> **Written request**:
Write the next few sentences of the text about Pirelli's 2017 Formula One tires, picking up right after its final sentence.

> **Document text**:
Pirelli was tasked with producing tires that were more durable and 25 per cent wider for 2017 as part of a shake-up of F1’s technical regulations.

The Italian company completed extensive testing with Mercedes, Red Bull and Ferrari last year, but did not get a full range of data from all teams until this week’s pre-season running in Barcelona.

“We’re satisfied with the results of these four days. From what we can see up to now, the new product is in line with our expectations,” Pirelli racing manager Mario Isola said.

“For the 2017 season, the sport asked us to develop tires with less degradation, which allow drivers to push to the maximum. That’s what we’ve seen during these four days of testing so far, and what we’ll continue to see in the second four-day session next week.

“During the first session, the lap times have already been lowered considerably. The target was for lap times that were five seconds faster compared to Barcelona in 2015.

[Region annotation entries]
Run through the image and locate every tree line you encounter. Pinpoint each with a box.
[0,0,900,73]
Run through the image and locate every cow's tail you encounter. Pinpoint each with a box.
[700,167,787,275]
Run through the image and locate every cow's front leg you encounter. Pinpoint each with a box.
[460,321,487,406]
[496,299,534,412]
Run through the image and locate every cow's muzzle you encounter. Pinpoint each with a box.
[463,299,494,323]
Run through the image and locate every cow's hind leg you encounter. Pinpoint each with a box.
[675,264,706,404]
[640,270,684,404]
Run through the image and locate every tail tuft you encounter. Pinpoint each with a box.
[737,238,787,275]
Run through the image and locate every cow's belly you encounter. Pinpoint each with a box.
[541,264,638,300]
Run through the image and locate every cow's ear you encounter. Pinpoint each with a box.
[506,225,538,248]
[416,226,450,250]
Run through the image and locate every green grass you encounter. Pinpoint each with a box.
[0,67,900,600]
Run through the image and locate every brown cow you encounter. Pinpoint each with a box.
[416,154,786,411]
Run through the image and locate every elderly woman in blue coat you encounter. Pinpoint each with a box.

> **Written response**:
“Yesterday, Valtteri Bottas set a best time of 1:19.705 on ultrasoft tires. Considering that the pole time in 2015 at Barcelona was 1:24.681, I would say that this objective has been met.”

On Thursday, the track in Barcelona was made wet so that Pirelli could test its intermediate and extreme wet tires. As conditions remained sunny, the track dried through the day, but Pirelli was able to get plenty of data regarding the crossover phase between compounds.

Pirelli is also set to get more accurate data next week when teams begin to chase optimum lap time, with the focus through the first test being reliability and system checks.

Running in Barcelona resumes on Tuesday (March 7), lasting another four days prior to the start of the season in Australia on March 26.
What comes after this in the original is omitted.